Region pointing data
= Beginning of Section =

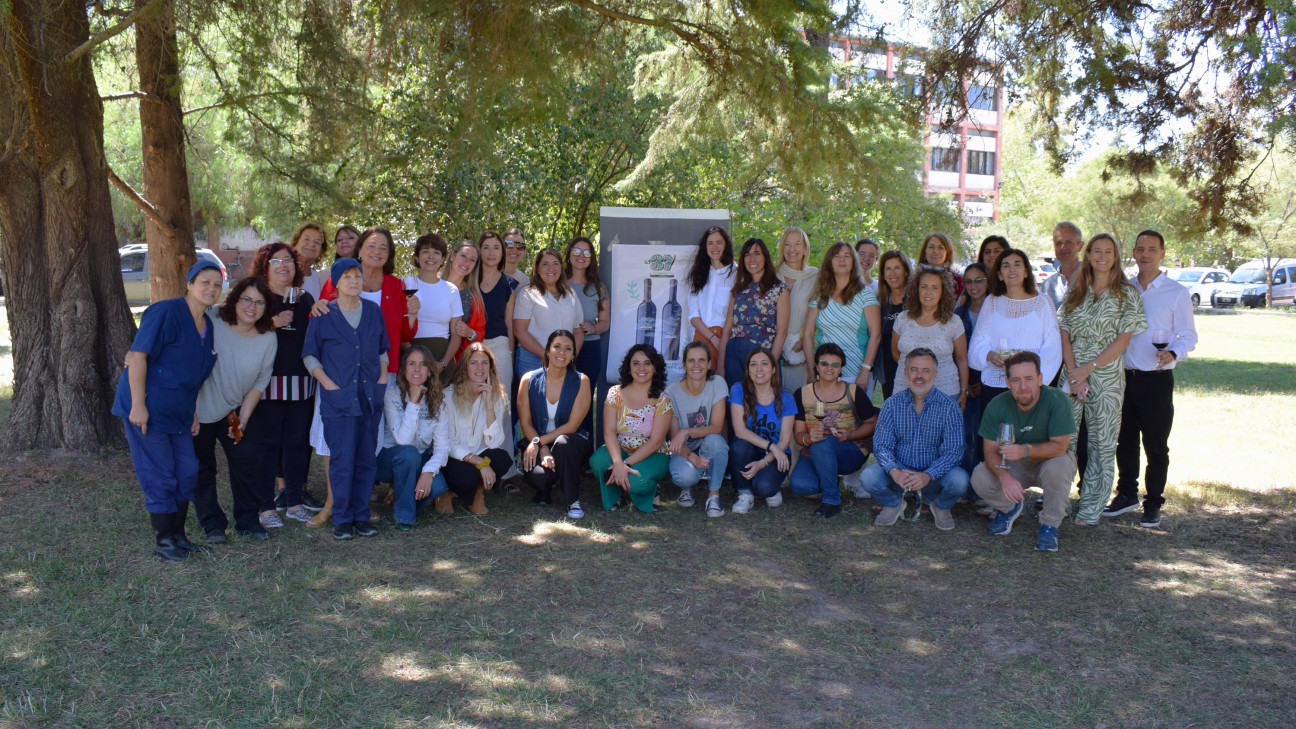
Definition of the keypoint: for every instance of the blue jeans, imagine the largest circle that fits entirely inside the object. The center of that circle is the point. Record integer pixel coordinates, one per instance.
(766, 481)
(402, 465)
(819, 466)
(686, 475)
(942, 492)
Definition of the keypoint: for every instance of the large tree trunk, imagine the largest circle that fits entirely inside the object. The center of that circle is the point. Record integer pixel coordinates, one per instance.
(166, 178)
(66, 305)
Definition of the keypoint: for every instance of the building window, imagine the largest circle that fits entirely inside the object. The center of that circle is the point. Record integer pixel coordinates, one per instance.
(980, 162)
(984, 97)
(945, 160)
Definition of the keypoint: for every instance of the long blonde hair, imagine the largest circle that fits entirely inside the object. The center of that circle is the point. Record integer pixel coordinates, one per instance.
(1116, 280)
(460, 383)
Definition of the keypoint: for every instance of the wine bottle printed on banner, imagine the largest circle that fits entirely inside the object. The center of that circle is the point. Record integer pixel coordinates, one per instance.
(670, 321)
(647, 317)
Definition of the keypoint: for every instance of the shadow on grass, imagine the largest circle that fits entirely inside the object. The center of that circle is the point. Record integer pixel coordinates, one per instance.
(1216, 376)
(525, 619)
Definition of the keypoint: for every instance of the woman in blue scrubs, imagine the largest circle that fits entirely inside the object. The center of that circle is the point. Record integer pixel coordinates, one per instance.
(157, 396)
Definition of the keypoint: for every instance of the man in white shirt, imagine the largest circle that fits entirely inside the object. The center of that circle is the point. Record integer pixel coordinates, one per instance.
(1067, 245)
(1150, 359)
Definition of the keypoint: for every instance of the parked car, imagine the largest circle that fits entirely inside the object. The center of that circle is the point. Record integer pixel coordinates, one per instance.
(1247, 287)
(135, 273)
(1199, 280)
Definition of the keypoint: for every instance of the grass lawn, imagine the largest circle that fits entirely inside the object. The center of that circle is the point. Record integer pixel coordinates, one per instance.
(522, 619)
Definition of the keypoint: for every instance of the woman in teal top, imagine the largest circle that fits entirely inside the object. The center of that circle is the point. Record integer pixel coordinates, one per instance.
(843, 310)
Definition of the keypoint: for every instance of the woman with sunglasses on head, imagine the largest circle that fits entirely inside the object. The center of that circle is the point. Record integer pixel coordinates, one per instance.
(170, 357)
(795, 271)
(375, 252)
(287, 407)
(892, 284)
(710, 284)
(582, 275)
(928, 322)
(477, 415)
(762, 414)
(245, 345)
(636, 418)
(1099, 315)
(833, 423)
(542, 308)
(551, 405)
(968, 309)
(757, 315)
(463, 271)
(415, 439)
(938, 250)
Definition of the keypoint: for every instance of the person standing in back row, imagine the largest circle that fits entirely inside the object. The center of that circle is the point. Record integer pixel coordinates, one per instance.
(1147, 410)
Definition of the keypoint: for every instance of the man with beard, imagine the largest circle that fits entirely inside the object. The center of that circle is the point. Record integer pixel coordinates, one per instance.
(1042, 426)
(916, 446)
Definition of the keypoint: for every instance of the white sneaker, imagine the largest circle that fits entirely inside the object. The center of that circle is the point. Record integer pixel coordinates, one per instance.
(713, 506)
(743, 505)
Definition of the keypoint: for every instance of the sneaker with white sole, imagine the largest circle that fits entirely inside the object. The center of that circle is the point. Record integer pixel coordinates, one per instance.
(743, 505)
(713, 506)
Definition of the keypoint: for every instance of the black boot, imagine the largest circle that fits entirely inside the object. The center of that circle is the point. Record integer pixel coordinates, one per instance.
(182, 541)
(165, 546)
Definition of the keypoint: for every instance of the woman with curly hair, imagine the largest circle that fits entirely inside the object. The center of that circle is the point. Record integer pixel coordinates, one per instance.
(1099, 315)
(477, 423)
(928, 322)
(636, 418)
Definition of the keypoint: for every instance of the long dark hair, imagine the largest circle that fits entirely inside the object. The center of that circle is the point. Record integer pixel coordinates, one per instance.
(591, 274)
(434, 396)
(231, 317)
(703, 262)
(659, 369)
(749, 387)
(744, 278)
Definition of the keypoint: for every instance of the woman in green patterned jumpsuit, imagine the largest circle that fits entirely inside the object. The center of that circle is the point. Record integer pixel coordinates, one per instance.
(1099, 315)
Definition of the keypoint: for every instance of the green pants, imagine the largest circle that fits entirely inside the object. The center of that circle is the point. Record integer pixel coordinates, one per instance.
(643, 487)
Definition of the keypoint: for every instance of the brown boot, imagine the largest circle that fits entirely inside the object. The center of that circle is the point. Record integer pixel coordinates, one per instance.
(478, 506)
(443, 503)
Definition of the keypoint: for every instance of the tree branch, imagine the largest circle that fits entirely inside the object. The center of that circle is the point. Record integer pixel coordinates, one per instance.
(149, 210)
(109, 33)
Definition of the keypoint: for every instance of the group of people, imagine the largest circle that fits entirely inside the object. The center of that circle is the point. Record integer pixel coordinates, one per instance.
(471, 376)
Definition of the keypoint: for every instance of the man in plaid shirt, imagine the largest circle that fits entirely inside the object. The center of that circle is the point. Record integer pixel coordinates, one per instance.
(918, 445)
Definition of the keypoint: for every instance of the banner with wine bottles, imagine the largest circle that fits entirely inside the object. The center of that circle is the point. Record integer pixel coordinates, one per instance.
(646, 257)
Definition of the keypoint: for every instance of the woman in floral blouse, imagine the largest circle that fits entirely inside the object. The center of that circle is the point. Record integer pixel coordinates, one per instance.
(636, 417)
(758, 311)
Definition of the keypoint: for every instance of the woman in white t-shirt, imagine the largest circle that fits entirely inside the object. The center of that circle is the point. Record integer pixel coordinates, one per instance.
(439, 304)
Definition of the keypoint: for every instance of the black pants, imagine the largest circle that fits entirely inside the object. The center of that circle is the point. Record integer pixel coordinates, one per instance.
(570, 454)
(243, 459)
(1147, 411)
(464, 479)
(285, 428)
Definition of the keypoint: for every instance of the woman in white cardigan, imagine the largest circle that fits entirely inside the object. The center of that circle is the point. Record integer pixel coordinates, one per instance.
(477, 418)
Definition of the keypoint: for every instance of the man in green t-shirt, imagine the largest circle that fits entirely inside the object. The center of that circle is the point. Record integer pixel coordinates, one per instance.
(1038, 453)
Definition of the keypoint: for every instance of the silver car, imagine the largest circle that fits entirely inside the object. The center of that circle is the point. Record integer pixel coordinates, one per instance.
(135, 273)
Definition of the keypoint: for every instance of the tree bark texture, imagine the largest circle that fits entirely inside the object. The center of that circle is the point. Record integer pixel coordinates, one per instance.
(66, 306)
(166, 178)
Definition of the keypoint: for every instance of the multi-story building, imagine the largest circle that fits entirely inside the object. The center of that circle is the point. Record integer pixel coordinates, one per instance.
(964, 155)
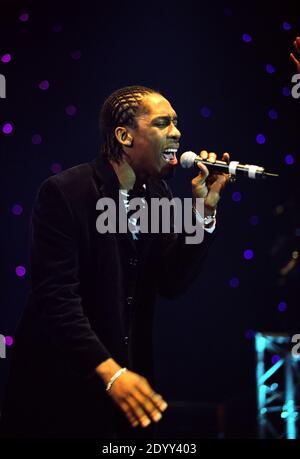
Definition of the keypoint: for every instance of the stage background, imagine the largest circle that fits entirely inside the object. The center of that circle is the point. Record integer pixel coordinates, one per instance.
(225, 68)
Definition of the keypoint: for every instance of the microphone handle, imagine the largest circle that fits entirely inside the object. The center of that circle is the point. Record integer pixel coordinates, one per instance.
(236, 168)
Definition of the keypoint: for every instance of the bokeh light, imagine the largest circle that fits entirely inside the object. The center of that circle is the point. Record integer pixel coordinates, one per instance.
(270, 68)
(7, 128)
(20, 271)
(228, 12)
(286, 26)
(36, 139)
(71, 110)
(260, 139)
(234, 282)
(76, 55)
(273, 115)
(17, 209)
(247, 38)
(8, 341)
(289, 160)
(236, 196)
(254, 220)
(248, 254)
(6, 58)
(24, 17)
(56, 168)
(205, 112)
(57, 28)
(44, 85)
(286, 91)
(282, 306)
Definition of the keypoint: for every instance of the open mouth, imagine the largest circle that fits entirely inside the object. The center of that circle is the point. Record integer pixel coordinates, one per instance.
(169, 155)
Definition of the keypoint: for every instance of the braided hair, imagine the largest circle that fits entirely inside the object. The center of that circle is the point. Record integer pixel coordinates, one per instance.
(120, 109)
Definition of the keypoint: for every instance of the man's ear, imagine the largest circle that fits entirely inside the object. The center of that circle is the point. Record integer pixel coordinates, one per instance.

= End of Section =

• Exercise prompt
Using the entries above, give again each line from the one containing "Definition of the keypoint: for every instance of the microphone" through the last line, exactly and only those.

• Response for this exercise
Definition of the keypoint: for every instance of the microphone handle, imagine the largest circle that fits entirely inside the object. The center of that circle is the point. Record integer pixel coordinates, one per instance.
(236, 168)
Definition of the keypoint: for every instance of the bokeh light, imagine the largest circle that fits entirely inside the object. The center of that circle is the point. Record integer pixel coordinates, one per instance.
(270, 68)
(7, 128)
(20, 271)
(228, 12)
(286, 26)
(36, 139)
(71, 110)
(260, 139)
(234, 282)
(76, 55)
(273, 115)
(17, 209)
(247, 38)
(8, 341)
(289, 160)
(236, 196)
(254, 220)
(248, 254)
(6, 58)
(24, 17)
(56, 168)
(205, 112)
(57, 28)
(44, 85)
(286, 91)
(282, 306)
Definition of the keypoint: for every instance of the open mouth, imagine the largest circle that fits entirely inside the object. The center of that circle is the point. Record integer pixel coordinates, one per instance.
(169, 155)
Definition of the keypoint: for every instance of the braided hair, imagine the largest circle that fits entirely inside the object. The center of that circle is the point. Record integer pixel coordinates, one per instance.
(120, 109)
Definition of the keypoint: for every instance of the man's ear, imagine the largest circle that fits entirely inside the object. The center of that circle is the point. Record integer pixel coordinates, one per instance.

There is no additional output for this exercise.